History of a Football Team

Football, as we know it, evolved from English rugby. The first recorded game of football in Canada was played at the University of Toronto in November of 1861. By 1884 the Canadian Rugby Union was established to oversee the sport across Canada.

Regina’s North-West Mounted Police formed one of the first Saskatchewan Rugby teams in 1888. Their nearest competition was Winnipeg, where they played games twice a year. In 1907 the Saskatchewan Rugby Football League was formed. Three years later, in 1910, the Saskatchewan Rugby Football Union was formed. Teams from Regina, Moose Jaw, Saskatoon, Prince Albert and Weyburn made up the league.

On October 21, 1911, the Alberta, Manitoba and Saskatchewan Unions formed the Western Canada Rugby Football Union (WCRFU). Winnipeg realtor Hugo Ross donated the championship trophy bearing his name. He subsequently drowned in the sinking of the SS Titanic in April 1912. Only teams registered with the CRU were eligible to compete for the Grey Cup, a trophy donated by Governor General Earl Grey for the Rugby Football Championship of Canada. Since the WCRFU was not a full member of the CRU, the 1911 Western Champions, the Calgary Tigers, were not allowed to compete for the national championship.

The Regina Rugby Club changed its colours in 1911 to blue and white to match the Regina Amateur Athletic Association. The colours were changed again in 1912 to red and black, the infantry colours of the Canadian contingent which fought with Teddy Roosevelt in the Spanish-American War. The team kept these colours for 36 years. The Regina Rugby Club changed its name to the “Regina Roughriders” in 1924. One theory is that they were named after this Canadian contingent that had become known as the “Roughriders.” The other theory is that the name came from the NWMP who were called Roughriders because they broke the wild horses that were used by the force.

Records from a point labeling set
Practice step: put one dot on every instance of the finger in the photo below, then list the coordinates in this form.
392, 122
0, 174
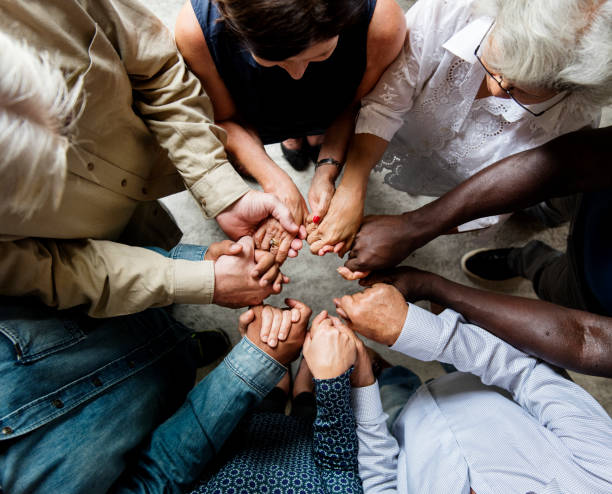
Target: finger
296, 244
244, 320
266, 323
270, 276
347, 274
279, 211
277, 286
259, 236
295, 315
325, 249
265, 260
339, 246
305, 311
274, 330
285, 325
283, 248
321, 316
343, 314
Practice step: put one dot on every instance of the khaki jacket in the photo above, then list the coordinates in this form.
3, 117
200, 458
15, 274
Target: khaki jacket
143, 117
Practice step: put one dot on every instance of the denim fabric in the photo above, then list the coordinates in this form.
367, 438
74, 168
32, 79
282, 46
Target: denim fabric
78, 394
183, 251
82, 399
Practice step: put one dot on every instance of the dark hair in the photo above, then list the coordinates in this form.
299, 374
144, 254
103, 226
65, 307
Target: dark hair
278, 29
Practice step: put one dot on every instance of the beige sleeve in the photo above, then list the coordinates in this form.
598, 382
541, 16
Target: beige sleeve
172, 103
112, 279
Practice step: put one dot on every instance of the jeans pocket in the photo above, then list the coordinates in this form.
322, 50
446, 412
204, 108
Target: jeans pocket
37, 331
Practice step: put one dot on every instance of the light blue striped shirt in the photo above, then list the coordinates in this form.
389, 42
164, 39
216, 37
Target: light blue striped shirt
508, 423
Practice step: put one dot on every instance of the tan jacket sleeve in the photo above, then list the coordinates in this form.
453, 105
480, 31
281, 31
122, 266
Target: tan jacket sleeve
112, 279
172, 103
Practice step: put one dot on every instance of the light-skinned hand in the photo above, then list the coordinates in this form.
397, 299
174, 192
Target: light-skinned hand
378, 313
235, 283
250, 324
245, 215
329, 347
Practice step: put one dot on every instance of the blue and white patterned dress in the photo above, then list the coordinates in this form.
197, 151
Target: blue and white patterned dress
271, 453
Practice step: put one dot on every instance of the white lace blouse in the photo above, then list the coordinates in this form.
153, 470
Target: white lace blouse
425, 104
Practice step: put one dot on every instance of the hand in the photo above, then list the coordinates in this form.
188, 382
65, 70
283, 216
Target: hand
382, 242
337, 230
329, 347
223, 248
244, 216
250, 323
362, 374
412, 283
273, 237
276, 323
377, 313
236, 277
321, 191
287, 192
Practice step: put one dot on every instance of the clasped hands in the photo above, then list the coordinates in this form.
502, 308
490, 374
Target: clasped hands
331, 346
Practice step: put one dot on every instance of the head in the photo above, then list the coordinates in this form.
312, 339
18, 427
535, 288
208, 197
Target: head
543, 47
35, 110
289, 33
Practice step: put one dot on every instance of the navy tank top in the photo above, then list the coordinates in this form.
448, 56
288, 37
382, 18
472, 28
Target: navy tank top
267, 98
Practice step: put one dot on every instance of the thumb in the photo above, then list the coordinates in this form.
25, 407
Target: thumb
273, 206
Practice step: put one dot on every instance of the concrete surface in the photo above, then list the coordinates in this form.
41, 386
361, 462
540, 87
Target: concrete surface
314, 279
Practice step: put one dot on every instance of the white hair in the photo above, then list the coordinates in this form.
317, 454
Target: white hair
36, 109
552, 44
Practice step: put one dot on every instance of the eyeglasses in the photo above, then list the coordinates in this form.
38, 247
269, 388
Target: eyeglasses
499, 79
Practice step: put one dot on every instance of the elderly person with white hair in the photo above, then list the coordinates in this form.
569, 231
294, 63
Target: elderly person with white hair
476, 81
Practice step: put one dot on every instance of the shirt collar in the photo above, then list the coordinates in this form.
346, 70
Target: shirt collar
464, 42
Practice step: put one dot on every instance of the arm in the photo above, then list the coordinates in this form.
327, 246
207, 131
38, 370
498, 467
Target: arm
571, 163
558, 404
243, 143
112, 279
386, 36
181, 447
378, 449
569, 338
334, 437
171, 103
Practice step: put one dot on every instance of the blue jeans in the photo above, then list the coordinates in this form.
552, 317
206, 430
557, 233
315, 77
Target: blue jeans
92, 405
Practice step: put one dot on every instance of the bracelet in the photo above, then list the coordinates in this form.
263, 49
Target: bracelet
329, 161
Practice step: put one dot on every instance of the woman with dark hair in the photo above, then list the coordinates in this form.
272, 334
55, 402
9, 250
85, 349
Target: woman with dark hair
290, 71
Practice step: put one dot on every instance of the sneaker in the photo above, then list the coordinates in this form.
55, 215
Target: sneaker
213, 344
488, 265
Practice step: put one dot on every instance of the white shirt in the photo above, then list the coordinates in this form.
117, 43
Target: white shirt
427, 100
544, 434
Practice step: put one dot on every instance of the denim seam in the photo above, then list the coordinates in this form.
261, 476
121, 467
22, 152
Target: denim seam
96, 391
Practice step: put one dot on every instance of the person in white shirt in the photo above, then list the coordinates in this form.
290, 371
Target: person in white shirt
476, 81
507, 423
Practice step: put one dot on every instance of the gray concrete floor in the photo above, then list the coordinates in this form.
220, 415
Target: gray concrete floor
314, 280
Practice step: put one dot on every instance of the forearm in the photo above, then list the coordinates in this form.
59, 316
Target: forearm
378, 449
181, 447
111, 279
568, 338
571, 163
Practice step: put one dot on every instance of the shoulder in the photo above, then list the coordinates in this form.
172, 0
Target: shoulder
387, 28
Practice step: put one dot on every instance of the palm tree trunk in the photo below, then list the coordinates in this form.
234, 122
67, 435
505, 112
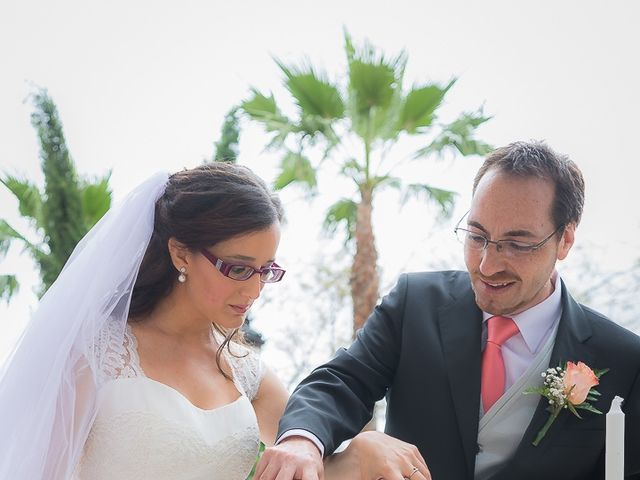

**WHAT TO DO:**
a: Reproduce the football team history above word for word, from start to finish.
b: Return each line from the rows above that contains the word "eyeglasses".

**WRITTEN ANSWERS:**
a:
History of a Football Team

Football, as we know it, evolved from English rugby. The first recorded game of football in Canada was played at the University of Toronto in November of 1861. By 1884 the Canadian Rugby Union was established to oversee the sport across Canada.

Regina’s North-West Mounted Police formed one of the first Saskatchewan Rugby teams in 1888. Their nearest competition was Winnipeg, where they played games twice a year. In 1907 the Saskatchewan Rugby Football League was formed. Three years later, in 1910, the Saskatchewan Rugby Football Union was formed. Teams from Regina, Moose Jaw, Saskatoon, Prince Albert and Weyburn made up the league.

On October 21, 1911, the Alberta, Manitoba and Saskatchewan Unions formed the Western Canada Rugby Football Union (WCRFU). Winnipeg realtor Hugo Ross donated the championship trophy bearing his name. He subsequently drowned in the sinking of the SS Titanic in April 1912. Only teams registered with the CRU were eligible to compete for the Grey Cup, a trophy donated by Governor General Earl Grey for the Rugby Football Championship of Canada. Since the WCRFU was not a full member of the CRU, the 1911 Western Champions, the Calgary Tigers, were not allowed to compete for the national championship.

The Regina Rugby Club changed its colours in 1911 to blue and white to match the Regina Amateur Athletic Association. The colours were changed again in 1912 to red and black, the infantry colours of the Canadian contingent which fought with Teddy Roosevelt in the Spanish-American War. The team kept these colours for 36 years. The Regina Rugby Club changed its name to the “Regina Roughriders” in 1924. One theory is that they were named after this Canadian contingent that had become known as the “Roughriders.” The other theory is that the name came from the NWMP who were called Roughriders because they broke the wild horses that were used by the force.

b:
Practice step: put one dot on every instance of the eyeglasses in the photo above, then list the coordinates in this form.
Target: eyeglasses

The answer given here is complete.